** begin Material for this exercise **

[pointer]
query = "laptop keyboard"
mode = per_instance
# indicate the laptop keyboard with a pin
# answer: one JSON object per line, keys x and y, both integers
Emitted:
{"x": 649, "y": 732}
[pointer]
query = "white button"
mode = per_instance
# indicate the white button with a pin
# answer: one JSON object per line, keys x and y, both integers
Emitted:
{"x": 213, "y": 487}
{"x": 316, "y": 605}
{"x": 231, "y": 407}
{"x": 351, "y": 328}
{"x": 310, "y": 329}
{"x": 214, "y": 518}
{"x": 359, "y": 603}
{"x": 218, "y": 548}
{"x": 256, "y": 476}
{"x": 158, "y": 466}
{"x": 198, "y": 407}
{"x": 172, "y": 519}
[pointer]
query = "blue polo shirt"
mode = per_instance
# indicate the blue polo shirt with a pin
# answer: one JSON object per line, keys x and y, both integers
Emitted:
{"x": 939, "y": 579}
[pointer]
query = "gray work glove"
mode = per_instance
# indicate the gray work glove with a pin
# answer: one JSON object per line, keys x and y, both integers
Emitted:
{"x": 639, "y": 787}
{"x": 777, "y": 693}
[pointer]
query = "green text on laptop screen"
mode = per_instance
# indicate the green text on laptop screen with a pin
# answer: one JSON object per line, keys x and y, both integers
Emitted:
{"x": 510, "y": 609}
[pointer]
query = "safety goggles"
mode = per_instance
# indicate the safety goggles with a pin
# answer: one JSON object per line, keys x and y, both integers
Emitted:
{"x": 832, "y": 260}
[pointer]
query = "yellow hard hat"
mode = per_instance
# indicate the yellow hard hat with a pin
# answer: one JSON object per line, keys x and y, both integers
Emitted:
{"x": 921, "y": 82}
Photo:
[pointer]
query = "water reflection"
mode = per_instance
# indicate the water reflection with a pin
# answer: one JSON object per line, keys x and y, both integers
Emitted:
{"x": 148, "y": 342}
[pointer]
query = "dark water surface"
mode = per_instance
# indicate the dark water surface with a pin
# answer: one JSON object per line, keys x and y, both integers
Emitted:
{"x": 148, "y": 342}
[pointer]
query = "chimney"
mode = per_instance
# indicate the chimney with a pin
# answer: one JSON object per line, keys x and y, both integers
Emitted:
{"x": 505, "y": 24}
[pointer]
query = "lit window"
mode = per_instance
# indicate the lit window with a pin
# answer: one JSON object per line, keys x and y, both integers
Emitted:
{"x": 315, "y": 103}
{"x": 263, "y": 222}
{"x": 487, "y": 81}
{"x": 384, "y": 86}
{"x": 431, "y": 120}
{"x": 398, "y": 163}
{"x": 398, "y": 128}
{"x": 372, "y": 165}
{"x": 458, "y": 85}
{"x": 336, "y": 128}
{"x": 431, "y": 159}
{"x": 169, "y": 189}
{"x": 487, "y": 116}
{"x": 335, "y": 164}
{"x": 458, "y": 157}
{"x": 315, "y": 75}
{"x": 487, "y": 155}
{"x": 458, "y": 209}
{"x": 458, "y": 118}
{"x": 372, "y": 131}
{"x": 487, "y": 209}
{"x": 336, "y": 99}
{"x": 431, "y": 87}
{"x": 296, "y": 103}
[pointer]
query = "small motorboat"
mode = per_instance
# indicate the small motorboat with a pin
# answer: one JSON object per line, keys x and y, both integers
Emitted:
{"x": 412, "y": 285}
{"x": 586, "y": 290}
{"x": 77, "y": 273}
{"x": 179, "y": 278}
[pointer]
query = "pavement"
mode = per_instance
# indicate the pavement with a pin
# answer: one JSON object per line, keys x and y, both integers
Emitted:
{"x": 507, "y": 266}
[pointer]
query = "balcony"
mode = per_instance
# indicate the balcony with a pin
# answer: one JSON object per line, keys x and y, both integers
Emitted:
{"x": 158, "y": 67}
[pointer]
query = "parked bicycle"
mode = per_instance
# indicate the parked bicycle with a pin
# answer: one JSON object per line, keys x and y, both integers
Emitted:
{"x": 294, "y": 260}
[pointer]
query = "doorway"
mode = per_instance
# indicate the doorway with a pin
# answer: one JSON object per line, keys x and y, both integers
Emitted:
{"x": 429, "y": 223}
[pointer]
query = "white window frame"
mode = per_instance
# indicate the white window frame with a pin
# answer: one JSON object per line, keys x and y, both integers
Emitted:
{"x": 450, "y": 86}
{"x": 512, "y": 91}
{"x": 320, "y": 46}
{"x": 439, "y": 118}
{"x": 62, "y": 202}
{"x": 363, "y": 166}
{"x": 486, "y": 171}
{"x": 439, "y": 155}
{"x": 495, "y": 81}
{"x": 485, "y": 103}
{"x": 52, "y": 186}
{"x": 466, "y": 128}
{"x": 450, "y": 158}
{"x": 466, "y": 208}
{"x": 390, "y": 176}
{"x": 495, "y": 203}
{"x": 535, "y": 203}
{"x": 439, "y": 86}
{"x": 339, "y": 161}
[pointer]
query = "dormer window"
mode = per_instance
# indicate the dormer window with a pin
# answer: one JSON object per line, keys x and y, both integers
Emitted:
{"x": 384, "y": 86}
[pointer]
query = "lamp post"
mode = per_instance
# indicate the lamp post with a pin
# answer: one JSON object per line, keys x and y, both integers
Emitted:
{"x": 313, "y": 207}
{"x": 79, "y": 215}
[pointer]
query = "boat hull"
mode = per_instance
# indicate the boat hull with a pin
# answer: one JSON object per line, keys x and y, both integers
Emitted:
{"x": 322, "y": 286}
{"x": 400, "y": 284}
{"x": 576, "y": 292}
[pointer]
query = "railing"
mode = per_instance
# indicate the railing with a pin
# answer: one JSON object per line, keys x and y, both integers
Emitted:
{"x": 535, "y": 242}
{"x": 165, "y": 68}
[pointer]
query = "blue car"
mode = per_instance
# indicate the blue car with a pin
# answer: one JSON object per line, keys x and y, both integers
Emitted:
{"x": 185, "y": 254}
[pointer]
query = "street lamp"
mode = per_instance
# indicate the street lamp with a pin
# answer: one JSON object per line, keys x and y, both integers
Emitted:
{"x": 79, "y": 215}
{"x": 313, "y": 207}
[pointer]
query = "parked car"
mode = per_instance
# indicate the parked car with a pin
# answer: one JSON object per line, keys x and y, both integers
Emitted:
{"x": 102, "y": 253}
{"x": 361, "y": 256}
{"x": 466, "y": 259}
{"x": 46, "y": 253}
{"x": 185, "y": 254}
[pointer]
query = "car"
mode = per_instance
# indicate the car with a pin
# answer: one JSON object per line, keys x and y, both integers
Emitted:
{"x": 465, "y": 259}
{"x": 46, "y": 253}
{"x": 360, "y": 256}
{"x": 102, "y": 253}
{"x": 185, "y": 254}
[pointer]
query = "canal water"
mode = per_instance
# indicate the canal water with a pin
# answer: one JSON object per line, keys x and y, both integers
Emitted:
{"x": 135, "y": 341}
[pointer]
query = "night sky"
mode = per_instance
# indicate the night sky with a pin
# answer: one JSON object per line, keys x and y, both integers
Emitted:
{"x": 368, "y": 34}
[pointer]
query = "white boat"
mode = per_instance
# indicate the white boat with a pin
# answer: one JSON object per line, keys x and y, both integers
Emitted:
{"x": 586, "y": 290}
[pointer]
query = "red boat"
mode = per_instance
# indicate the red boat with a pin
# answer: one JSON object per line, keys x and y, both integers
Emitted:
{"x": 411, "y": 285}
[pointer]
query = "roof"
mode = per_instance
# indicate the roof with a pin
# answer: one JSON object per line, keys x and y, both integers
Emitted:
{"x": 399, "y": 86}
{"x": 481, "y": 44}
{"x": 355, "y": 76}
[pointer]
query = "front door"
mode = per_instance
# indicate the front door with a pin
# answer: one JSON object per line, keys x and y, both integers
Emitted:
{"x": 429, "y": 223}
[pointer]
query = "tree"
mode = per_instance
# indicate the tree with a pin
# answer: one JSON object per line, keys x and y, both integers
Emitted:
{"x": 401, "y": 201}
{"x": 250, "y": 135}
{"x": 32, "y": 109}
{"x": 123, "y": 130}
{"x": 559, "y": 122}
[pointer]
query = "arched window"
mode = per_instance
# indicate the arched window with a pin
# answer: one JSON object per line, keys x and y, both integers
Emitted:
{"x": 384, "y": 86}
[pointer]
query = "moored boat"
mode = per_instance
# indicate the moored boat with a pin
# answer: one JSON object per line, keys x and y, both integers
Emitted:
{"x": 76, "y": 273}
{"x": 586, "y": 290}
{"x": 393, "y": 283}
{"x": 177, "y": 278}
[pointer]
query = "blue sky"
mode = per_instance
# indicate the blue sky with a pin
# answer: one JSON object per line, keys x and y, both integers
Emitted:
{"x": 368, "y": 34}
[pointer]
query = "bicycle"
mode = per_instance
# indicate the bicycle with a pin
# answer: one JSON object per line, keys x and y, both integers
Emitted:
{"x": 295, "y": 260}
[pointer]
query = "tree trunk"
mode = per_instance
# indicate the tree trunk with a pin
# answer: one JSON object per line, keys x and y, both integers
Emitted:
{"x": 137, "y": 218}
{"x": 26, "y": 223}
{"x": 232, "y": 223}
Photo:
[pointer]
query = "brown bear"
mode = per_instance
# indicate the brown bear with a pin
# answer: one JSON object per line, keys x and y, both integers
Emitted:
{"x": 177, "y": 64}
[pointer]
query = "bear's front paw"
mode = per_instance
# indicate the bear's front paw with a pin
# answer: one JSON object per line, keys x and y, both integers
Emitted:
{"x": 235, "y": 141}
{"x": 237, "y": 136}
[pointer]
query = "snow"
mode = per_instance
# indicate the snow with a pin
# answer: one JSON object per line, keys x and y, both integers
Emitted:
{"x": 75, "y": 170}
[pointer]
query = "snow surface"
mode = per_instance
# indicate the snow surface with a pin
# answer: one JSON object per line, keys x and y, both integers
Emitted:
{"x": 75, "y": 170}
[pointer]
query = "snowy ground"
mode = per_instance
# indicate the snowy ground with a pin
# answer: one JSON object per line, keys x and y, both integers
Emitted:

** end Material for this exercise **

Work to complete: From the listing above, pull out every line that contains the string "window", and treat case as significant.

Exercise output:
query = "lit window"
# indicate the lit window with a pin
query = "white window frame"
# indicate the white window frame with a pin
query = "dormer window"
# indicate the dormer window with a pin
query = "arched window"
# indicate the arched window with a pin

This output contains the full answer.